[执行任务]: 把下面这份清单逐行原样抄写一遍，每一行都不能遗漏或改动。

[带标签对象的指点条目]
___

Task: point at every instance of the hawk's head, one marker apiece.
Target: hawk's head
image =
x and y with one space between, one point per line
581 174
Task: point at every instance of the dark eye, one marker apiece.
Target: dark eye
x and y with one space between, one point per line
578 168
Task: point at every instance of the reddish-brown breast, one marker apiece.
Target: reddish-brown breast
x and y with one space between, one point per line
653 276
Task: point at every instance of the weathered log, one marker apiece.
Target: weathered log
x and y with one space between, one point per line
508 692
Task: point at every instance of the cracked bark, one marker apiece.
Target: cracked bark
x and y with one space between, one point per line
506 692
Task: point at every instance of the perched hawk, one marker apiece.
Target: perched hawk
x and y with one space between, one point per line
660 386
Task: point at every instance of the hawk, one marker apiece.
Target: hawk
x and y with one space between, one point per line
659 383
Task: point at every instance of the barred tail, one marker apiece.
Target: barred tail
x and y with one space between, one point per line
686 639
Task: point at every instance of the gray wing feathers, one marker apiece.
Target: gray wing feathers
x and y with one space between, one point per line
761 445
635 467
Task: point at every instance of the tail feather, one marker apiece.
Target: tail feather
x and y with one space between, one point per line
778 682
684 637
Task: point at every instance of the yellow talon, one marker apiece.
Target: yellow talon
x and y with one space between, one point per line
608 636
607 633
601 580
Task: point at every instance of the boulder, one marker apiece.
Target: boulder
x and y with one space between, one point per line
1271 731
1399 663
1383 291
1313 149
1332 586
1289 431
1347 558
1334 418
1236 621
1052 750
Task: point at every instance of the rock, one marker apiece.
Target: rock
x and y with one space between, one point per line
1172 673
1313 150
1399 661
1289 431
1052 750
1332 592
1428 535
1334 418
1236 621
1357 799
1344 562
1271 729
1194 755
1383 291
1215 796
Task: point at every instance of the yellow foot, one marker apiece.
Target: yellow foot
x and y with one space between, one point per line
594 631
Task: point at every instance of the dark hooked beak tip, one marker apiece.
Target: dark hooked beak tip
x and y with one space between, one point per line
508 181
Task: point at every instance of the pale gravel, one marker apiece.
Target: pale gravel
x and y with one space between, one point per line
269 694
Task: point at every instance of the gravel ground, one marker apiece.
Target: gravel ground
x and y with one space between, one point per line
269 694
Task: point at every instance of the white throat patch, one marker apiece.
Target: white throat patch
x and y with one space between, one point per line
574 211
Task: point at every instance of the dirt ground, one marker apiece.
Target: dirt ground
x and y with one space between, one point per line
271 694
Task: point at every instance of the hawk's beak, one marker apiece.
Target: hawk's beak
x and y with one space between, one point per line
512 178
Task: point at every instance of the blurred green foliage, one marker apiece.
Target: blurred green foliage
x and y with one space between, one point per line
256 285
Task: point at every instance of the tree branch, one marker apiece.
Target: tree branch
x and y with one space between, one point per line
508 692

___

[正确答案]:
Task: point at every instance of the hawk's head, one marker apiece.
Target: hawk's head
image =
x and y with one space between, one point per line
581 174
Task: point at every instance of the dark eye, one marker apiece.
Target: dark eye
x and y with one space between, one point per line
578 168
Task: point at every instance of the reddish-brown breast, one marker apiece.
Target: reddish-brown breast
x and y with one space between, one point per line
653 276
Task: point at every instance of the weathered log, one marker apiece.
Target: weathered log
x and y with one space between, one point per line
508 692
Task: point at every instance of the cracked bark, one marker apiece.
Target: cracked bark
x and y with one space between, one point per line
506 692
Task: point at every instance of the perched hawk, one marker apiece.
Target: perched hawk
x and y with one space between, one point per line
660 386
Task: point at every instance of the hawk, one marker apiece.
Target: hawk
x and y with one space between, one point per line
659 383
Task: point at every instance of the barred tail, one marker apiece.
Target: barred tail
x and y with one space between, one point per line
686 639
Task: point at every instance of the gray wing feathers, one marker apiece.
Target: gray wing feathers
x and y with one space between, one point per line
761 445
635 467
Task: point at every instance of the tail feather, one marker apiece.
Target: tail feather
x and y with one space between, one point per line
778 682
684 637
Task: point at every instance of the yellow talon, one marker apiece.
Target: yellow talon
x and y with one space between, one point per line
608 636
607 633
601 580
Task: point at every instance of the boulder, one marker apiece.
Target: boulder
x and y with one space between, one point per line
1271 731
1399 663
1383 291
1313 149
1332 586
1289 431
1347 558
1334 418
1236 621
1052 750
Task: point at every instance of the rock, one marker apiece.
Target: rock
x and y with one space between, one point per line
1172 673
1313 150
1399 661
1289 431
1052 750
1332 592
1428 535
1334 418
1236 621
1357 799
1344 562
1271 729
1194 755
1383 291
1215 796
Task: point at every instance of the yellow foot, one marker apiece.
Target: yellow foot
x and y with one space between, one point per line
594 631
Task: point at every instance of the dark hooked beak tip, one marker apiece.
Target: dark hooked beak tip
x and y with one space between, one point per line
508 181
Task: point at every instance of the pale gravel, one marker apiece.
Target: pale gravel
x and y with one space between, one point per line
269 694
Task: point at every instance of the gravel ground, one marker apiece.
Target: gravel ground
x and y with one space between, one point per line
269 694
Task: point at every instance of the white throat patch, one marker apiece.
Target: white throat patch
x and y with one space between, one point per line
574 211
Task: point at every instance of the dirt ground, one marker apiece.
Target: dirt ground
x and y with one space between, one point per line
271 694
Task: point at every instance of the hawk's beak, one marker apiece.
Target: hawk's beak
x and y with one space between, one point per line
512 178
Task: point at every instance of the blurred green foliage, one marker apiece.
Target: blurred green foliage
x and y with one space between, one point per line
256 285
Task: point at every instance of the tree branch, one marker apiece.
Target: tree branch
x and y with one space between, one point per line
508 692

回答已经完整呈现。